### TASK SET
• 1. Rewrite the part of the article on the CropScape color palette that opens with the words containing "An example of" and closes with "used and distributed.", putting "contiguous" in place of "conterminous".
• 2. Carry on the article about the CropScape color palette, starting after its last sentence.

### DOCUMENT EXTRACT
■ ■ ■ ■ ■ ■ ■

|133 map categories! How the US Department of Agriculture solved a complex cartographic design problem|
|By Lee Ebinger, US Department of Agriculture, Fairfax, Virginia|
|April 25, 2012|
CropScape screen shot
Editor’s (Veregin) Note: We’ve all used (or created) maps that show categories like land cover classes, climate types, vegetation types, soil classes, and so on. In many cases the number of categories is fairly small, perhaps on the order of ten or twenty. But for some phenomena, the number of categories is in the hundreds. This poses a cartographic challenge because of the difficulty of specifying hundreds of unique map colors that are easily distinguishable, evoke appropriate connotative meanings, and work equally well on a computer screen or a printed map.
An example of this kind of map is CropScape, an online viewer for the US Department of Agriculture (USDA) Cropland Data Layer (CDL) product.1 The CDL dataset covers the conterminous United States, and contains 133 unique categories, most of which are specific crop types (including specialized crops like pomegranates, triticale, and vetch). The dataset is updated annually based on a variety of remote sensing inputs. It is in the public domain and can be freely used and distributed.
CropScape allows users to map CDL data going back as far as 1997 (for some states), perform queries and change analysis, generate crop acreage statistics and hard-copy maps, and download TIFFs or KMLs for an area of interest. CropScape was developed by NASS and a group at George Mason University; this group also developed services for Web application development.2
Lee Ebinger, a cartographer with the USDA, was responsible for designing the CropScape/CDL color palette. I asked Lee to provide some commentary on the approach that was used. As she describes below, the problem is quite complex. Not only do the colors need to be distinguishable, but they need to work on different types of display devices and on maps of different scales. As such, Lee had to consider which crops grow in close proximity to each other, the sizes and spatial distributions of typical agricultural fields, and how these patterns would change as a function of map scale. On top of this, colors had to be connotative ("meaningful") and be organized visually into logical groupings.

■ ■ ■ ■ ■ ■ ■

### SUPPLIED INFORMATION

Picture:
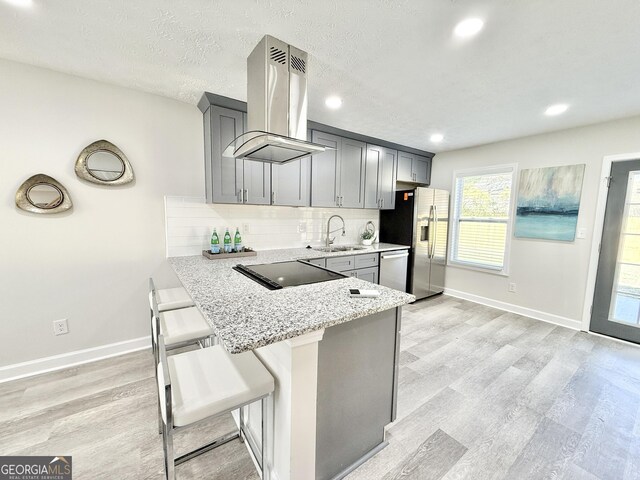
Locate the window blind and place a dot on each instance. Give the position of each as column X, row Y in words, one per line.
column 481, row 218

■ ■ ■ ■ ■ ■ ■

### THE REPLIES
• 1.
An example of this kind of map is CropScape, an online viewer for the US Department of Agriculture (USDA) Cropland Data Layer (CDL) product.1 The CDL dataset covers the contiguous United States, and contains 133 unique categories, most of which are specific crop types (including specialized crops like pomegranates, triticale, and vetch). The dataset is updated annually based on a variety of remote sensing inputs. It is in the public domain and can be freely used and distributed.

• 2.
I think Lee would be the first to admit that the color selection for CropScape is not perfect, and that the design constraints posed some real challenges. As she stated to me, "It took a long time to select the colors (two to three months) and the time seemed to grow exponentially longer as each color was added." Below, Lee describes some of the factors she had to consider when selecting colors, and the decisions that were reached.
We recently made an effort to standardize nationally all 133 categories and 60 colors across all years for the Cropland Data Layer (CDL). The final RGB (Red-Green-Blue) values for all of the categories can be found here. Selecting colors for the CDL was a process that took several months to complete. In addition to accounting for the large number of crop types, we had a number of criteria that needed to be met.
1) The colors had to be distinguishable in RGB for screen display and in CMYK (Cyan-Magenta-Yellow-Black) for printing on our HP 5500ps Designjet plotter (6 dye-based inks). I tested plotting many different colors. Plotters have different color management systems and algorithms for converting from RGB to CMYK color models, and the type of ink and medium also affect how the colors appear. To complicate matters, we purchased a new HP Z6100ps Designjet plotter (8 pigment-based inks) after the initial color selection. The colors on this plotter look quite different from those on the HP5500ps, so a few colors were adjusted to accommodate the new plotter. Of course, we have no control over what kinds of plotters are being used by people who download the data, so some colors are just going to be harder to distinguish. We anticipate that some users will tweak the colors for their own display and printing needs.
2) I decided to prioritize based on crop acreage in the entire country, and used saturated colors to emphasize the major commodities. I initially specified colors for crops in states for which we generated CDL data (Midwest, Central Plains, Mississippi Delta) and added colors as we completed CDLs for additional states. I also selected extra colors which are optionally used for states that have a large number of specialty crops. I created some custom colors and utilized colors available from Esri ArcGIS color styles.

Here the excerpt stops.